*The exercise*:
Pick out every line in the entries below that contains the word "trunk", and copy each one. Case counts.
-- Start Material for this exercise --
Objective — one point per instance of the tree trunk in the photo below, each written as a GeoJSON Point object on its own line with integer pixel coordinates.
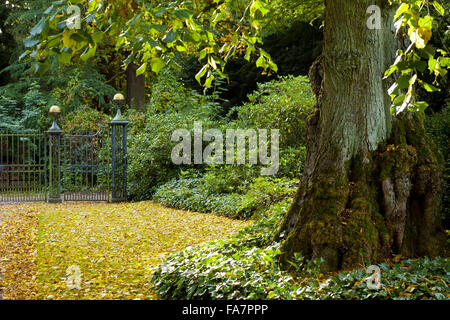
{"type": "Point", "coordinates": [135, 88]}
{"type": "Point", "coordinates": [372, 183]}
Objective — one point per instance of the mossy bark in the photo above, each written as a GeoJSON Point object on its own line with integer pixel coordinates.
{"type": "Point", "coordinates": [372, 183]}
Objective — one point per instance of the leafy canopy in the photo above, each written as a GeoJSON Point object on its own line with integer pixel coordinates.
{"type": "Point", "coordinates": [151, 32]}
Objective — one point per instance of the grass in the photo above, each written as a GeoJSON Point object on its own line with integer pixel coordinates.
{"type": "Point", "coordinates": [115, 246]}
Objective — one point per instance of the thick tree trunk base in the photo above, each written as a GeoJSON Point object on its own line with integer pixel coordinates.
{"type": "Point", "coordinates": [370, 208]}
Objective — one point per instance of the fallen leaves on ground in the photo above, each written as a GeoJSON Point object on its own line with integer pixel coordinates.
{"type": "Point", "coordinates": [18, 233]}
{"type": "Point", "coordinates": [115, 247]}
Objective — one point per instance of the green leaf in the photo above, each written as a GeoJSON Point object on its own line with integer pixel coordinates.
{"type": "Point", "coordinates": [402, 9]}
{"type": "Point", "coordinates": [429, 87]}
{"type": "Point", "coordinates": [201, 73]}
{"type": "Point", "coordinates": [30, 42]}
{"type": "Point", "coordinates": [65, 55]}
{"type": "Point", "coordinates": [170, 37]}
{"type": "Point", "coordinates": [157, 64]}
{"type": "Point", "coordinates": [88, 53]}
{"type": "Point", "coordinates": [40, 27]}
{"type": "Point", "coordinates": [141, 69]}
{"type": "Point", "coordinates": [439, 8]}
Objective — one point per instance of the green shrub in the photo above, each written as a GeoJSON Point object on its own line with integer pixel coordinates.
{"type": "Point", "coordinates": [85, 119]}
{"type": "Point", "coordinates": [25, 112]}
{"type": "Point", "coordinates": [245, 267]}
{"type": "Point", "coordinates": [193, 194]}
{"type": "Point", "coordinates": [149, 160]}
{"type": "Point", "coordinates": [282, 104]}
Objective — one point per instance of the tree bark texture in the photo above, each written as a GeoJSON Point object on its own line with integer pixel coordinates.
{"type": "Point", "coordinates": [372, 182]}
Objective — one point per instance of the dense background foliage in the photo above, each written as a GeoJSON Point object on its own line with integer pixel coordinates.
{"type": "Point", "coordinates": [251, 97]}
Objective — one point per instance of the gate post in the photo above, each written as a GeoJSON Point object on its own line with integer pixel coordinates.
{"type": "Point", "coordinates": [119, 152]}
{"type": "Point", "coordinates": [54, 160]}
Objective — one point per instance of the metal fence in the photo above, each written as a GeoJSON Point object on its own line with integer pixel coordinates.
{"type": "Point", "coordinates": [55, 166]}
{"type": "Point", "coordinates": [23, 173]}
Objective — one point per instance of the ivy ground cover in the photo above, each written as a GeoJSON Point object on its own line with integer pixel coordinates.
{"type": "Point", "coordinates": [115, 247]}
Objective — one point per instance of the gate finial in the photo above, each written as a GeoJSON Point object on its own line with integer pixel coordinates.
{"type": "Point", "coordinates": [54, 111]}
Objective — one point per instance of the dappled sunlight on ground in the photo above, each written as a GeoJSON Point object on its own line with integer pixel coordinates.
{"type": "Point", "coordinates": [115, 247]}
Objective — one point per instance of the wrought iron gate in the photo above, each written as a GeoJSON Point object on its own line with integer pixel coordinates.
{"type": "Point", "coordinates": [23, 173]}
{"type": "Point", "coordinates": [86, 166]}
{"type": "Point", "coordinates": [54, 166]}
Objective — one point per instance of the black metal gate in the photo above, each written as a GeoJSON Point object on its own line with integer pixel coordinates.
{"type": "Point", "coordinates": [23, 174]}
{"type": "Point", "coordinates": [86, 166]}
{"type": "Point", "coordinates": [54, 166]}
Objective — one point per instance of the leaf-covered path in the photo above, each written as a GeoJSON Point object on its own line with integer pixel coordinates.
{"type": "Point", "coordinates": [115, 246]}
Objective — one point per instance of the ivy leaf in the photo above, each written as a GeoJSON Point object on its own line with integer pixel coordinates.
{"type": "Point", "coordinates": [439, 8]}
{"type": "Point", "coordinates": [40, 27]}
{"type": "Point", "coordinates": [170, 37]}
{"type": "Point", "coordinates": [157, 64]}
{"type": "Point", "coordinates": [141, 69]}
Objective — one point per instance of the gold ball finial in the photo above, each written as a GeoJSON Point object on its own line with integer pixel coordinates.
{"type": "Point", "coordinates": [118, 97]}
{"type": "Point", "coordinates": [55, 110]}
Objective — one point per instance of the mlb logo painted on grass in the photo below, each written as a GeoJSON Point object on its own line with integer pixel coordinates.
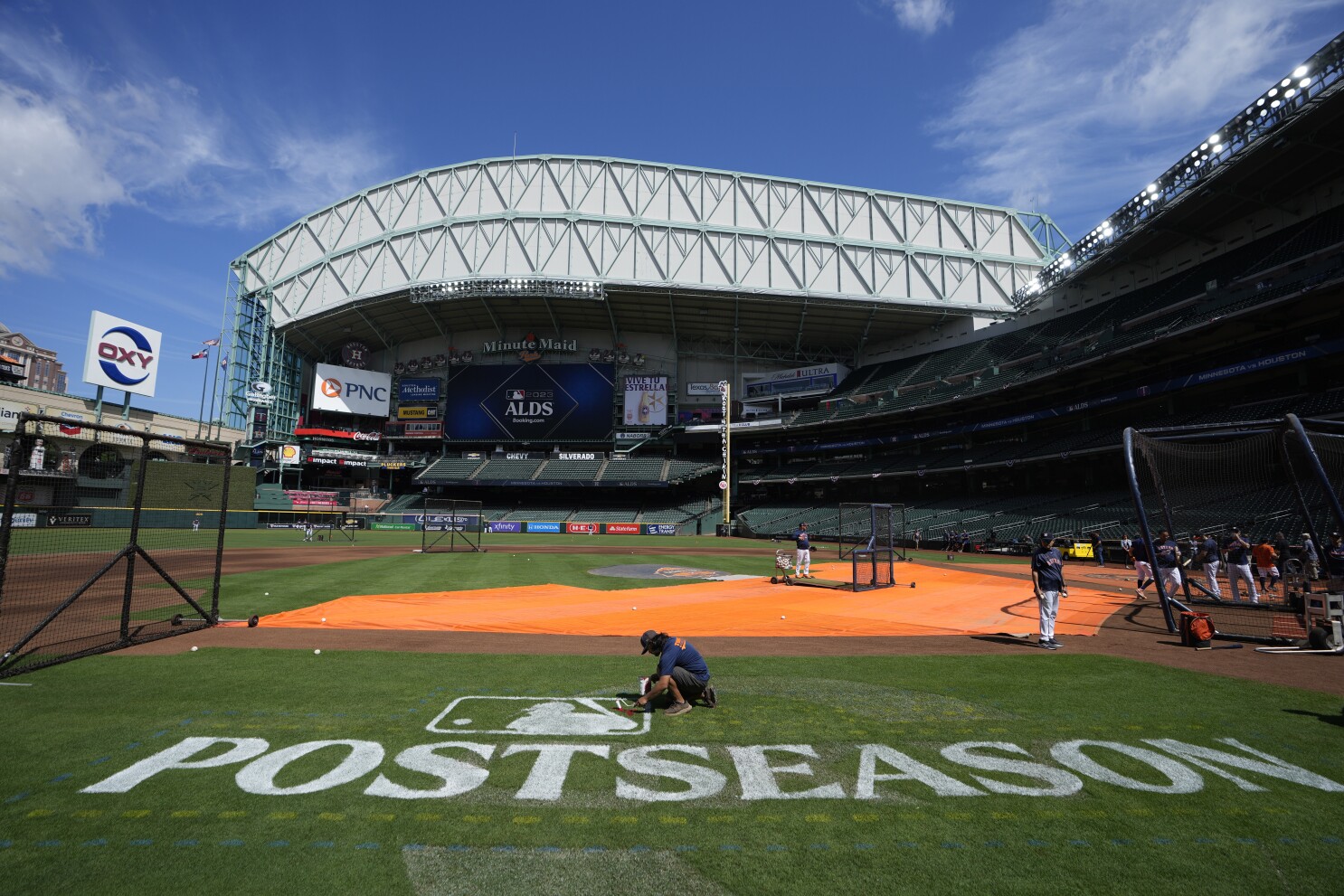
-- End Material for this exercise --
*Right answer*:
Objective — one point per instance of the tree trunk in the photo below, each written as a GeoJSON Point object on its own line with integer pixel coordinates.
Objective — one point per instance of the thick tree trunk base in the photo above, each written as a GeoJSON Point object on its own line with integer pixel coordinates.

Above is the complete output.